Instruction:
Print every line of the listing below, from the line containing "Label each instance of the rooftop" down to the line containing "column 183, row 270", with both end lines included and each line reproduced character for character.

Data rows:
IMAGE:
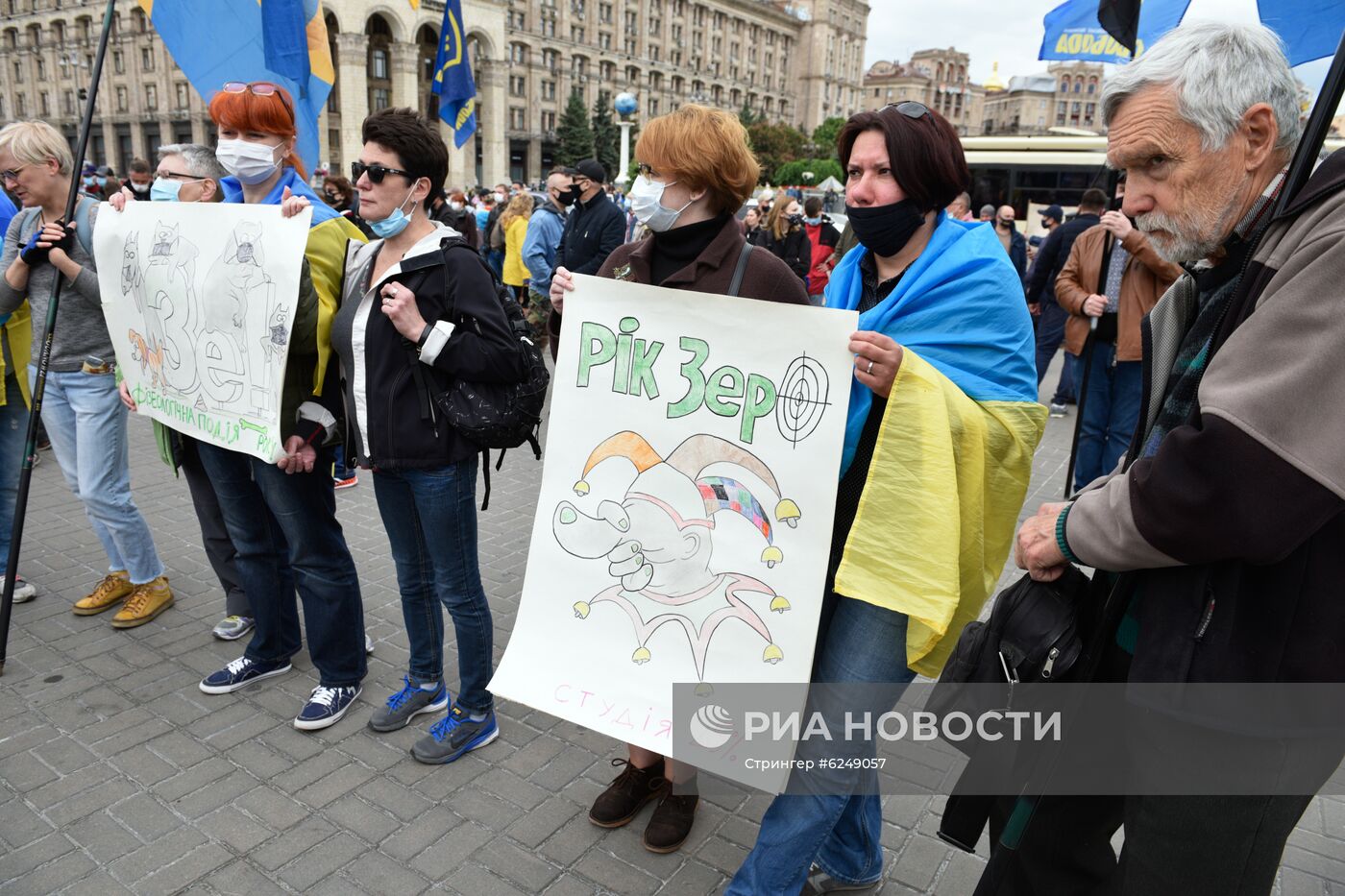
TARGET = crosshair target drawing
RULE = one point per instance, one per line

...

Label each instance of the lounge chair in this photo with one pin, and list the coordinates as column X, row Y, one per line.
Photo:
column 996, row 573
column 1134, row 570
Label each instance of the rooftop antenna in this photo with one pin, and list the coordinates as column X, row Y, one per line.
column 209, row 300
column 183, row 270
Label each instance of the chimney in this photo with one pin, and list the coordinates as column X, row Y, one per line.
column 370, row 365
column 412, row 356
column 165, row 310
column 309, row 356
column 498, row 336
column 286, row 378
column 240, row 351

The answer:
Label each instance of the rooftop antenna in this photo with one pin, and list the coordinates as column X, row Y, one per line.
column 209, row 300
column 183, row 270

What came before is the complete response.